Objective => Give back the passage below about Mr. Karzai's new peace council in full, word for word.

Passage given =>
Mr. Karzai, who cried during Tuesday's speech as he recounted Afghanistan's woes, has made the pursuit of a peace deal his key priority. This outreach had been met with hostility by many leaders of Afghanistan's ethnic minorities, who fear Mr. Karzai, a Pashtun, is willing to make to make too many concessions to the mostly Pashtun insurgents.
In response to those concerns, the new council's 68 members include some of the fiercest opponents of accommodating the Taliban, such as ethnic Hazara strongman Mohammed Mohaqeq and Uzbek leader Norullah Saadat, in addition to former Taliban officials and some of the country's most influential warlords and clerics.
Mr. Karzai's spokesman, Waheed Omar, said the new council will be the sole agency negotiating with the Taliban, and the government won't undertake any back-channel talks. Over the past two years, Mr. Karzai's representatives and the United Nations repeatedly attempted to engage the Taliban, but these preliminary secret discussions bore little fruit. The most promising contacts, involving the Taliban's second-in-command, Mullah Abdul Ghani Baradar, ended abruptly after Mr. Baradar was arrested by Pakistani intelligence in February. He remains in Pakistani custody.

Supplied entries =>
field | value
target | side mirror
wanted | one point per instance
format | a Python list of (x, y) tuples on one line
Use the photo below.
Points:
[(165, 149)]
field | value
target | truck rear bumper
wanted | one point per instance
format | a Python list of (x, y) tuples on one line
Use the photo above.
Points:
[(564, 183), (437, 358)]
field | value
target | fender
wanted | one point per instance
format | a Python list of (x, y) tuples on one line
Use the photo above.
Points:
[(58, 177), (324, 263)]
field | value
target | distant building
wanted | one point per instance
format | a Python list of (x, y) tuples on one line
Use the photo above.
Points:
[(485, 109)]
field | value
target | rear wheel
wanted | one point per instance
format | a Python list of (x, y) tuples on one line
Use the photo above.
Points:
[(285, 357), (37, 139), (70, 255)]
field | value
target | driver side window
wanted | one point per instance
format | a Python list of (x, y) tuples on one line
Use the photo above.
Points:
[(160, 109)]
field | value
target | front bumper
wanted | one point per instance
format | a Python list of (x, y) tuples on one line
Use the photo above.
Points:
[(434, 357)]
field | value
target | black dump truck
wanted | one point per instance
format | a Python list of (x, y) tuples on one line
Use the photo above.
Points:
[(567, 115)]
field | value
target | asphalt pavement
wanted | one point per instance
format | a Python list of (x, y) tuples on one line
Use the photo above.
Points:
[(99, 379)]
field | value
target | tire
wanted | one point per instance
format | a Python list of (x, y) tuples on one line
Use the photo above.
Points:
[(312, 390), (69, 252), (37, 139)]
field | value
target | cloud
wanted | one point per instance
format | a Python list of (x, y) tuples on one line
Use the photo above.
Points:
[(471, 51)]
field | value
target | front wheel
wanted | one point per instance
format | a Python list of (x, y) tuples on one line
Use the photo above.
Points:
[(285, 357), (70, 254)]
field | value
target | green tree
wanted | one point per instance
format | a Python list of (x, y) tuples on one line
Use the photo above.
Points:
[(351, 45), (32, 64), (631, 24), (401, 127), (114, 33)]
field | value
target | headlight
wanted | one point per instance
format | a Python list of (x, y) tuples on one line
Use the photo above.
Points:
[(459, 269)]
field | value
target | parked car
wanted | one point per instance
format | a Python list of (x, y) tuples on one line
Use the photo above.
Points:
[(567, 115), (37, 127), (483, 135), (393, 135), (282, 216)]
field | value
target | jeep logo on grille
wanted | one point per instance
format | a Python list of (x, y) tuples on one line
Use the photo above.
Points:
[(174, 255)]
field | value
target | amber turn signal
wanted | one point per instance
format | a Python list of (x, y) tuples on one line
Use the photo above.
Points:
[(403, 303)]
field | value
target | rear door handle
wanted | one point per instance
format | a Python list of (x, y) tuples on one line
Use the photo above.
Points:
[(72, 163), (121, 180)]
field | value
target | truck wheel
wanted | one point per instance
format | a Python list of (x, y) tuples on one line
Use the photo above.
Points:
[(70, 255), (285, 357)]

Exercise result =>
Mr. Karzai, who cried during Tuesday's speech as he recounted Afghanistan's woes, has made the pursuit of a peace deal his key priority. This outreach had been met with hostility by many leaders of Afghanistan's ethnic minorities, who fear Mr. Karzai, a Pashtun, is willing to make to make too many concessions to the mostly Pashtun insurgents.
In response to those concerns, the new council's 68 members include some of the fiercest opponents of accommodating the Taliban, such as ethnic Hazara strongman Mohammed Mohaqeq and Uzbek leader Norullah Saadat, in addition to former Taliban officials and some of the country's most influential warlords and clerics.
Mr. Karzai's spokesman, Waheed Omar, said the new council will be the sole agency negotiating with the Taliban, and the government won't undertake any back-channel talks. Over the past two years, Mr. Karzai's representatives and the United Nations repeatedly attempted to engage the Taliban, but these preliminary secret discussions bore little fruit. The most promising contacts, involving the Taliban's second-in-command, Mullah Abdul Ghani Baradar, ended abruptly after Mr. Baradar was arrested by Pakistani intelligence in February. He remains in Pakistani custody.